■ Record extracts ■
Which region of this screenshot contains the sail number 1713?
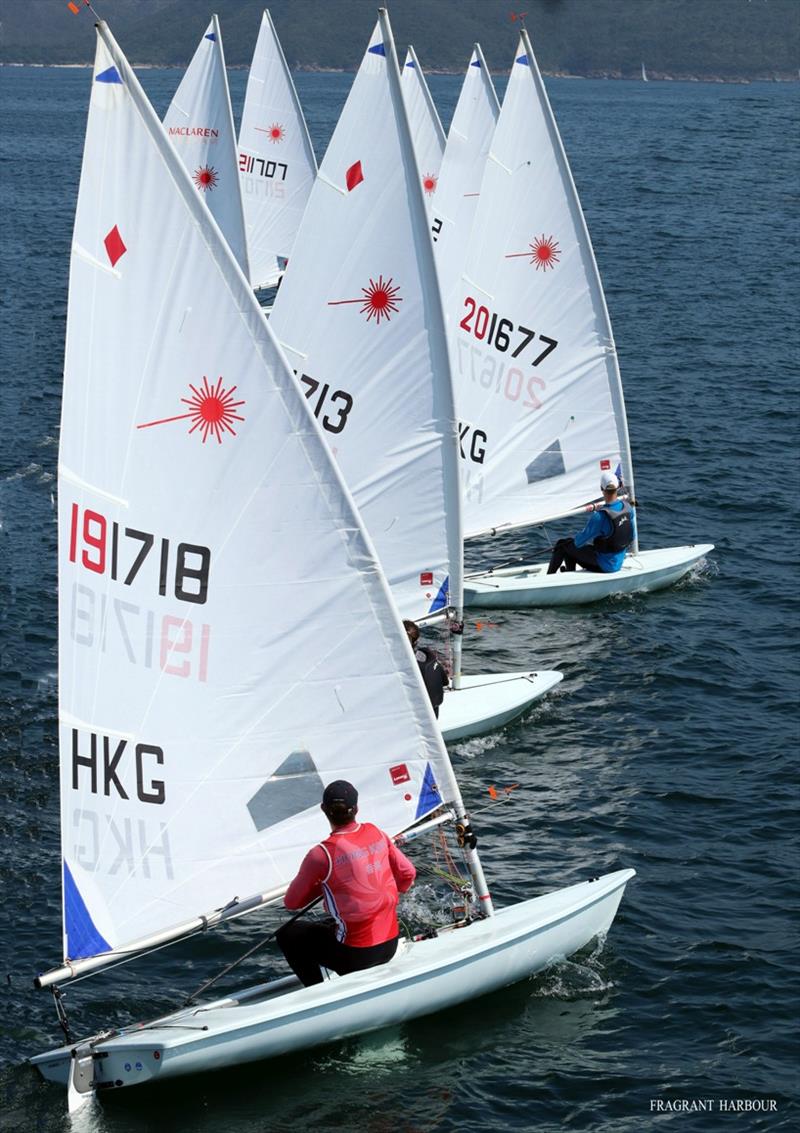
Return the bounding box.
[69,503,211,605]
==
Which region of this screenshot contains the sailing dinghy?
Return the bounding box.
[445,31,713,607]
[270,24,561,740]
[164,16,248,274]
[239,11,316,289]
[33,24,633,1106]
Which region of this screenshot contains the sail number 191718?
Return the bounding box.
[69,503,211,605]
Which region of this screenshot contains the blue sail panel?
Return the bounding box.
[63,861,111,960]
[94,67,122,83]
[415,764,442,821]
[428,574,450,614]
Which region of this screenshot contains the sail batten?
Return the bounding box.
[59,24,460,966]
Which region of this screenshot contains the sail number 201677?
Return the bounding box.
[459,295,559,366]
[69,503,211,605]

■ Task to complete ■
Switch "batten" to "boom" in everything from the line containing "Which region of this screenshot contains the blue" down to the line containing "[59,24,460,966]". Give back only those lines, with nothing else changed.

■ Exercise result ■
Which region of this screenshot contains the blue sail panel?
Return the bounding box.
[63,861,111,960]
[94,67,122,83]
[415,764,442,821]
[428,574,450,614]
Which region of this screenshot contains the sail boom?
Return the bounding box.
[59,24,460,966]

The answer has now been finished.